Task brief
Would you output, exactly as written, the line with "The service MUST return one point per instance of the green" and all lines after it to the end of the data below, and no others?

Data entries:

◆ ◆ ◆

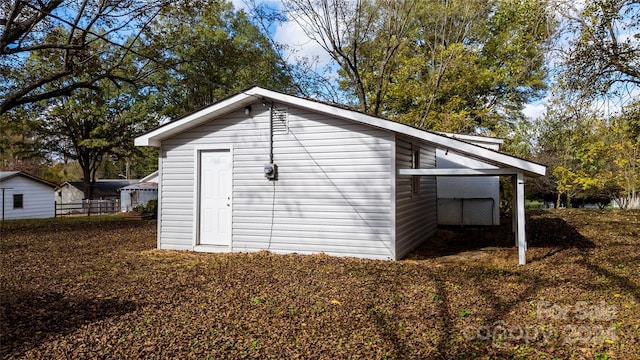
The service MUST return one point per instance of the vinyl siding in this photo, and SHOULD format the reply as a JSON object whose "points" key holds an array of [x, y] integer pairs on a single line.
{"points": [[416, 215], [38, 199], [332, 194]]}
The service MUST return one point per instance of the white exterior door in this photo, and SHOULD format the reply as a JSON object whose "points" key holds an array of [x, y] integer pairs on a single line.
{"points": [[215, 198]]}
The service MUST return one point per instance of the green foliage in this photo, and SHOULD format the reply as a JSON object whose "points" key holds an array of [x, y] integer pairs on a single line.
{"points": [[590, 158], [603, 49]]}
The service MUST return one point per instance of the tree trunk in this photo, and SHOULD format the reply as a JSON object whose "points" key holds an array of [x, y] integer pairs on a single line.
{"points": [[88, 184]]}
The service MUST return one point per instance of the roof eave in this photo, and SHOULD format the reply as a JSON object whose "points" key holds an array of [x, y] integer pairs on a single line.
{"points": [[155, 137]]}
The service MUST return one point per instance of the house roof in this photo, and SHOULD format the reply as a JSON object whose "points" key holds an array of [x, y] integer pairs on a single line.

◆ ◆ ◆

Response area
The service MUST return one point per instance of the green foliage in this photo, and SHOULD format the reply as a JSON object whose "points" key holds an array of [x, y] integer pairs on a single line.
{"points": [[590, 158], [603, 49]]}
The service MUST return one point per instance of the tree trunk in this photo, and SHOULD format the reply as a JSON object whose "points" key holds an array of [x, y] integer pairs on a single line.
{"points": [[88, 184]]}
The service MUST return one point per instance of the roof eave in this photo, and SHOULD format the reply as a JSON object whose "points" key holds an array of [x, y] integer pairs on a single line.
{"points": [[155, 137]]}
The service MUST return one point per instance of the house roof in this photo, and SHOULD format the reply as a JSON object whose "points" key holds an array of [x, y] integer pairs on a single line.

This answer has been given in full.